- [PROBLEM SET]
1. Decide whether each statement agrees with the blog post below, answering yes or no and quoting the words of the post that settle it. (a) Half of the mother-in-law's left lung was removed. (b) The oldest child spent three hours scrubbing the tile. (c) The writer plans a head shaving party if the hair loss gets bad enough.
2. Resume the blog post below from the point after its last sentence.

- [SELECTED TEXT]
···

Next on the plate of mine would be:   a phone call on the weekend from a friend taking care of my father-in-law, telling me his cancer is now back with a vengence and has spread. They are only giving him a few months more and that would be a gift according to them.  As my husband and I are on-line trying to book a flight to go see him and possibly get him here for his last remaining months… the phone rings yet again…. ARE YOU READY FOR THIS ONE?? Its my husbands mother…. they found a spot on her lungs that they found in a routine check up for hip surgery. She had surgery on Tuesday of this last week. So we change flights for my husband to go be with his mother for surgery. The surgery is a sucess, they find the spots… its Cancer, they remove half of her left lung, they check her lymph nodes, she is free from Cancer thus far. But seriously, both calls in one day hours apart?? COME ON!!

Can’t leave out the mashed potatoes and gravy of the plate: ie… my children. Understand I love my children with all my heart, well after God and my husband… but you know what I mean. However, they are both at the ages of testing my very being and pushing me to, and almost beyond, my limits. I’m sure they do it to see how strange they can make my face look before I burst out into all sorts of madness, that of which they have brought me to. NO ONE can press your buttons faster and harder than your children!!

My oldest has recently been just being a “normal teenager” if there is anything normal about that! Without airing all her laundry out in the open, lets just say, she has brought me to making her cut up a favorite dress, because of her disobedience. Scrubbing ALL the tile in the house on her hands and knees for 5 1/2 hours with an itty, bitty, tiny scrub brush and yet she hasn’t quite learned that I really do mean it when I say “follow the rules”… don’t break, bend or push them just follow them for your own good and my sanity.

Last but certainly not least… yes it is a vanity thing… I’m losing even more hair. As soon as I can I’ll get a good pic up so you can actually see the progress so to speak.  It’s coming out quite faster than it had before, so I cut it really short to get ready in case it all falls out. I can prepare my self mentally, you know, if I have anything mentally still up there…LOL Friends I will tell you this, if I start looking like a dog with mange… I will have a head shaving party and shave it all off  with my closest friends here to support me. I’m telling you this will be one thing I will want to control and not let it control me. (side note: then I can maybe get a tatoo on my head of like a wicked looking zipper down the middle… what do you think? lol)

···

- [DATA EXCERPTS]

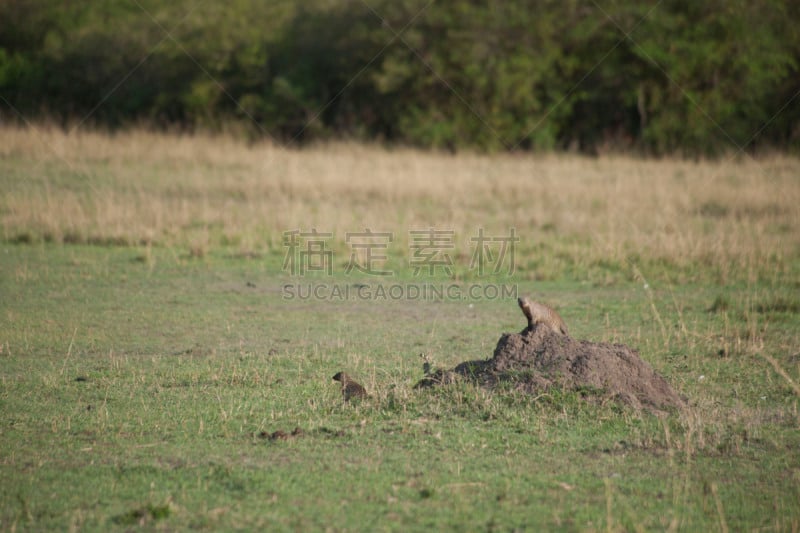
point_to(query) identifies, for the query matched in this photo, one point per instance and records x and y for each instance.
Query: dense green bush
(676, 76)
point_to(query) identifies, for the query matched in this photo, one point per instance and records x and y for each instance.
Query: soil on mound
(537, 359)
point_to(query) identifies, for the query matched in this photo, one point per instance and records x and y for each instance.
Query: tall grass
(202, 192)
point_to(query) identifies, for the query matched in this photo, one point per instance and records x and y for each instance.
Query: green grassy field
(149, 351)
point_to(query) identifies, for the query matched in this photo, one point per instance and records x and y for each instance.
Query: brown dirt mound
(537, 359)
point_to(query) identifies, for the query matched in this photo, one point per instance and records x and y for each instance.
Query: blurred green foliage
(674, 76)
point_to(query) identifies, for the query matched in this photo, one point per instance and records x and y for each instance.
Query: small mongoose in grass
(537, 313)
(350, 389)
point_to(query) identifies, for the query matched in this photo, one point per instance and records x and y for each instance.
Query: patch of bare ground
(537, 359)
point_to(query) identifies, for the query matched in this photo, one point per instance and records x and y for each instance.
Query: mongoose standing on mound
(537, 313)
(350, 389)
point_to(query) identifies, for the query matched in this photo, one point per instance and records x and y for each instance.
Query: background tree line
(675, 76)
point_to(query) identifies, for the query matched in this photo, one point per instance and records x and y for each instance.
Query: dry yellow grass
(205, 191)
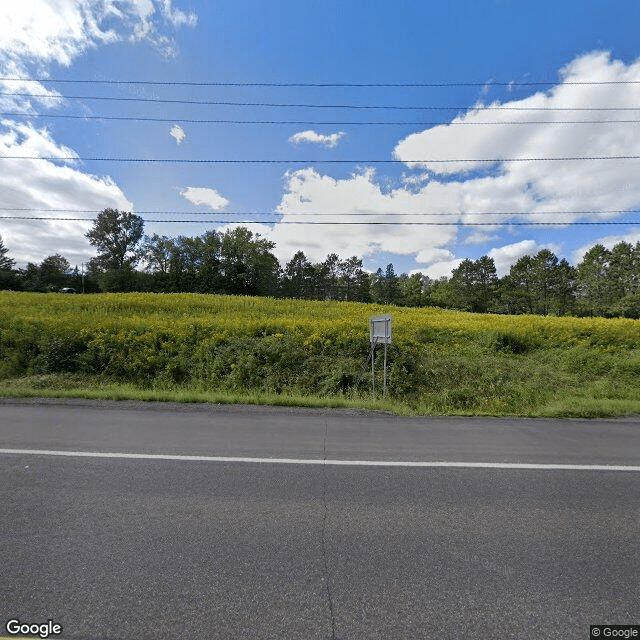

···

- [TASK RESULTS]
1.
(a) Yes: "they remove half of her left lung"
(b) No: "Scrubbing ALL the tile in the house on her hands and knees for 5 1/2 hours"
(c) Yes: "if I start looking like a dog with mange… I will have a head shaving party and shave it all off with my closest friends here to support me"

2.
Now here’s the part I won’t charge you for… ready??.… with all this going on in my life, I am still so full of peace and joy, it’s absolutely mind boggling if you just think about it. I know you probably don’t believe me, unless you know me.

Everyday I have so much to be thankful for, I look forward to each day. I want to love on people and let them know they are Fearfully and Wonderfully made.  I have a wonderful family to make me smile each day. My church family is so supportive and help me anytime I need. I have my home, car, food and a job.  But I’m human and I let my plate get piled upon, just let it get bigger and heavier till its overflowing and overwhelming. When I  finally give it to God, lay it all at His feet… my plate becomes empty. When I am so overwhelmed I can lean on my Father, He will hold my hand and never let me go. He will lead me in the right direction. He is taking care of all my needs. He gives me strength, day by day.

Psalm 61

1 Hear my cry, O God;

2 From the end of the earth I will cry to You, When my heart is overwhelmed; Lead me to the rock that is higher than I.

Isaiah 58

11 The Lord will guide you continually, And satisfy your soul in drought, And strengthen your bones; You shall be like a watered garden, And like a spring of water, whose waters do not fail.